#### TASKS TO CARRY OUT
A. Return the passage of the post on opposite time zones from "Pretty much the" to "or even later.", copied word for word.
B. Summarize the post on opposite time zones in two sentences.

#### EXTRACT
■ ■ ■

Georgetown, Penang, Malaysia

The Pros and Cons of Being in Opposite Time Zones

May 7, 2014 | , ,

We’ve spent the last nine months in SE Asia (Malaysia, Singapore, Indonesia, Thailand) and India. It’s Roberto’s first time in Asia, and for both of us, it’s the first time running our businesses while in Asia.

As our time here winds down (in mid-May we’ll be heading back to the States and then on to Argentina), I’ve been looking back on the experience. One of the biggest changes for us has been the difference in time zones; in Asia, we’re about 12 hours ahead of most of our friends, family, and clients, and we’ve found it has its pros and cons.

We both have ended up working with a few clients in Asia while we’ve been here, so that’s certainly been easy enough to manage, but the majority of our clients are in North America (and a few in Europe), so the time difference has definitely been a factor.

For work we do on our own time, like Roberto’s tech VA and graphic design work, and my editing work, being in opposite time zones from most of our clients has been a good thing a lot of the time, because we’re able to get work done while they’re asleep/offline and have it waiting for them the next day.

In some ways, I think the time difference also makes me more productive, because during the day in Asia, there’s very little email coming in, and less action on social media, so I’m able to focus on my work with fewer distractions. (And, if we choose to take a day to sightsee or relax, we don’t miss very much.)

But for any work that has to happen in real time or close to it—whether we’re waiting for feedback before we can move forward, or need to have a live call with someone—it’s been much more of a challenge.

Pretty much the only way to be available for those live interactions is to extend our working hours and make ourselves available in the early morning or late evening in Asia. We’re both night owls, so we tend to choose late-night options over early mornings; we often find ourselves up working late and having calls with clients at midnight or even later.

This works fine for us, but I’ve realized that it requires letting go of those “shoulds” about when you are and aren’t “supposed” to be working. Sometimes it can feel like we’re working all the time, and I have to remind myself of how much time we’ve taken off in the middle of the day, or late afternoon and early evening, before returning to work at night.

I think it’s important that I, as the person traveling, stay on top of time zones, so my clients (and family and friends!) don’t have to. I always offer suggestions of possible times to talk in their time zone, so they don’t have to bother to calculate the time difference. And of course I always turn off notifications and ringers so if someone happens to call me in the middle of the night, it’s no big deal! (There are a lot of tools that can help with all this; check out this post about handling time zones and scheduling for more info.)

It’s important to anticipate the challenges and have a plan for how you’re going to continue to run your business even when you’re halfway across the world from your clients and customers. Especially if you have a full roster of coaching clients, or otherwise need to have a lot of live interaction with your audience, take a good look at your calendar (and a handy tool like World Time Buddy) to see how you can make it work—before you take the leap.

■ ■ ■

#### LISTED ENTRIES

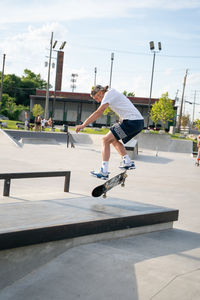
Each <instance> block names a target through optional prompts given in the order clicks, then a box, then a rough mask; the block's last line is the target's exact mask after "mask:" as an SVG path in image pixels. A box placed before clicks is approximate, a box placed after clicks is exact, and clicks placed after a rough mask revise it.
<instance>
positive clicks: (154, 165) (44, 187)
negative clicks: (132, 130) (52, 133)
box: [0, 131, 200, 299]
mask: <svg viewBox="0 0 200 300" xmlns="http://www.w3.org/2000/svg"><path fill="white" fill-rule="evenodd" d="M16 132H17V131H16ZM17 133H18V132H17ZM17 133H16V135H15V137H14V134H13V135H8V134H7V133H6V132H2V131H1V133H0V134H1V135H0V140H1V150H0V153H1V173H14V172H48V171H49V172H53V171H55V172H56V171H70V172H71V176H70V185H69V192H64V191H63V180H64V179H63V178H62V177H52V178H49V177H48V178H34V179H33V178H31V179H27V178H26V179H23V178H22V179H16V180H11V188H10V195H9V197H5V196H3V185H4V183H3V180H0V193H1V198H0V199H1V200H0V205H1V220H2V226H1V234H0V236H1V237H0V239H1V249H2V250H1V252H0V255H1V280H0V282H1V291H0V299H25V298H26V299H27V298H29V299H49V298H52V299H102V298H103V299H169V297H171V298H172V299H198V296H199V293H200V289H199V276H200V272H199V268H200V262H199V250H200V249H199V248H200V239H199V225H200V224H199V214H198V211H199V206H200V204H199V196H198V183H199V168H197V167H195V165H194V158H193V157H192V155H191V154H192V153H191V152H192V150H191V149H192V147H191V143H188V144H187V145H186V146H185V147H183V146H182V147H179V146H177V148H176V147H175V146H173V147H174V148H173V147H172V146H171V145H170V146H169V148H168V149H167V150H168V151H163V148H162V147H163V145H160V144H159V145H156V143H155V141H154V142H152V144H150V141H149V142H148V145H147V147H146V148H145V145H144V142H143V141H142V140H140V138H138V154H137V155H136V157H135V163H136V170H132V171H130V172H129V174H128V178H127V180H126V186H125V188H122V187H120V186H118V187H115V188H114V189H113V190H111V191H110V192H109V193H108V195H107V198H106V199H103V198H92V197H91V191H92V189H93V188H94V187H95V186H96V185H98V184H99V182H98V179H96V178H93V177H91V176H90V175H89V172H90V170H91V169H95V168H99V163H100V160H101V137H100V136H96V135H95V136H91V135H90V136H88V135H85V134H81V133H80V134H78V135H77V134H75V133H72V136H73V139H74V146H75V147H70V145H69V147H68V148H67V146H66V135H63V137H62V138H61V136H59V138H55V137H54V136H55V135H54V136H53V137H52V136H50V135H49V136H47V135H46V136H44V137H42V136H41V135H40V134H39V133H38V134H37V135H35V136H34V137H33V134H35V133H33V134H32V135H31V136H30V135H29V136H26V137H24V136H23V137H20V136H17ZM165 143H166V142H165ZM161 146H162V147H161ZM164 146H165V144H164ZM165 148H166V146H165ZM175 148H176V149H179V148H181V149H182V150H183V151H182V152H178V151H177V152H175V150H174V149H175ZM184 149H185V150H184ZM170 150H171V151H170ZM172 150H173V151H172ZM179 151H180V150H179ZM119 161H120V158H119V155H118V154H117V153H116V152H115V150H114V149H112V152H111V160H110V172H111V174H113V175H114V174H117V173H118V172H119V171H118V165H119ZM135 217H137V218H136V219H137V222H135V221H133V220H136V219H135ZM90 222H91V223H90ZM96 222H97V223H96ZM134 222H135V223H134ZM133 223H134V224H133ZM67 225H68V227H67ZM72 225H73V226H75V227H74V228H72ZM86 225H87V226H86ZM70 226H71V227H70ZM108 227H109V228H110V229H109V231H108V230H107V228H108ZM49 228H50V230H49ZM70 228H71V229H70ZM99 228H100V229H101V230H99ZM42 229H43V231H42ZM70 230H71V231H70ZM69 231H70V232H69ZM72 232H73V234H72ZM27 240H28V243H27V244H26V241H27ZM3 249H4V250H3Z"/></svg>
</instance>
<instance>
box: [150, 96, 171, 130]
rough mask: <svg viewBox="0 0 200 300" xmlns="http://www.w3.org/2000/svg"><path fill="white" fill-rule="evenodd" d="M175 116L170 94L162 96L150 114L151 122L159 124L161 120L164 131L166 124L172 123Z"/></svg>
mask: <svg viewBox="0 0 200 300" xmlns="http://www.w3.org/2000/svg"><path fill="white" fill-rule="evenodd" d="M174 116H175V111H174V108H173V103H172V100H171V99H169V98H168V93H165V94H162V95H161V98H160V99H159V101H158V102H155V103H154V104H153V105H152V109H151V112H150V118H151V120H152V121H153V122H154V123H155V124H157V123H158V121H159V120H160V121H161V123H162V127H163V129H164V126H165V123H166V122H168V121H172V120H173V118H174Z"/></svg>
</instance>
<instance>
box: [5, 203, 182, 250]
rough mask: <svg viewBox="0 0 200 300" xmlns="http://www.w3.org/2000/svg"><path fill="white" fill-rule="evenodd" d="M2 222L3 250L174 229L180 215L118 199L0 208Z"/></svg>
mask: <svg viewBox="0 0 200 300" xmlns="http://www.w3.org/2000/svg"><path fill="white" fill-rule="evenodd" d="M0 219H1V229H0V249H1V250H3V249H9V248H15V247H19V246H25V245H31V244H37V243H44V242H50V241H55V240H61V239H72V238H76V237H80V236H87V235H98V234H102V233H107V232H113V231H118V230H123V229H125V230H126V229H130V228H132V229H134V228H136V229H137V228H138V227H140V228H142V230H140V231H139V232H140V233H145V232H149V231H154V230H161V229H163V228H164V229H166V228H171V227H172V223H173V221H176V220H177V219H178V211H177V210H175V209H169V208H164V207H160V206H156V205H150V204H142V203H137V202H133V201H128V200H122V199H116V198H107V199H103V198H98V199H97V198H93V197H78V198H74V197H72V198H63V199H54V200H50V201H48V200H44V201H33V202H26V203H24V202H23V203H22V202H21V203H10V204H1V205H0ZM163 224H165V226H164V227H163ZM166 224H167V225H166ZM152 225H157V226H156V228H155V229H154V227H152ZM158 225H159V226H158ZM148 226H151V229H149V227H148ZM131 234H132V235H133V234H134V231H132V232H131ZM136 234H138V230H137V231H136Z"/></svg>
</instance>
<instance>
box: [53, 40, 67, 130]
mask: <svg viewBox="0 0 200 300" xmlns="http://www.w3.org/2000/svg"><path fill="white" fill-rule="evenodd" d="M54 44H55V43H54ZM56 44H57V41H56ZM65 45H66V41H64V42H62V44H61V46H60V48H59V50H55V49H54V50H53V51H55V52H57V58H56V76H55V87H54V98H53V104H52V128H53V120H54V114H55V102H56V88H57V79H58V78H57V76H58V64H59V55H61V54H63V51H61V50H63V49H64V47H65ZM53 48H55V46H54V47H53ZM60 87H61V84H60Z"/></svg>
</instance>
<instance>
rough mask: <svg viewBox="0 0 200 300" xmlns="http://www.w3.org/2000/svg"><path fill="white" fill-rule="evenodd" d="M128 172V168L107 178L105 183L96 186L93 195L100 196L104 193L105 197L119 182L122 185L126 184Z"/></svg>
mask: <svg viewBox="0 0 200 300" xmlns="http://www.w3.org/2000/svg"><path fill="white" fill-rule="evenodd" d="M126 172H127V170H125V171H124V172H122V173H120V174H118V175H116V176H114V177H112V178H111V179H109V180H107V181H106V182H105V183H104V184H101V185H99V186H97V187H95V188H94V189H93V191H92V196H93V197H100V196H102V195H103V198H106V193H107V192H108V191H109V190H111V189H112V188H113V187H114V186H116V185H119V184H121V186H124V183H125V180H126V177H127V176H128V175H127V173H126Z"/></svg>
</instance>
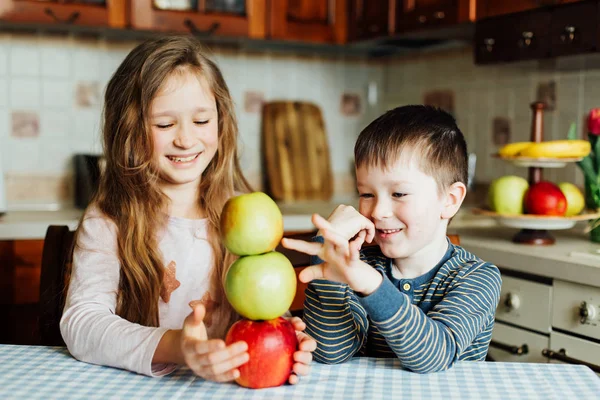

■ ■ ■

#### RESPONSES BY ITEM NUMBER
A.
Pretty much the only way to be available for those live interactions is to extend our working hours and make ourselves available in the early morning or late evening in Asia. We’re both night owls, so we tend to choose late-night options over early mornings; we often find ourselves up working late and having calls with clients at midnight or even later.

B. Working from Asia about 12 hours ahead of most of their clients, the writer found that work done on their own time could be ready for clients the next day, with fewer distractions during the Asian workday. Work needing real-time interaction was harder and meant calls late at night, so the writer offers clients meeting times in their own time zone and advises planning for these challenges before making the move.